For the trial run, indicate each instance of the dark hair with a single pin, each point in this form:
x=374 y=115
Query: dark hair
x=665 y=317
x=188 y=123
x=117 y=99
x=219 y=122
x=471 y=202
▬▬▬
● Exercise details
The records need to be set down again without a single difference.

● Solution to this problem
For the trial run, indicate each instance of the dark hair with a single pin, each point in this form:
x=374 y=115
Query: dark hair
x=665 y=317
x=188 y=123
x=117 y=99
x=219 y=122
x=471 y=202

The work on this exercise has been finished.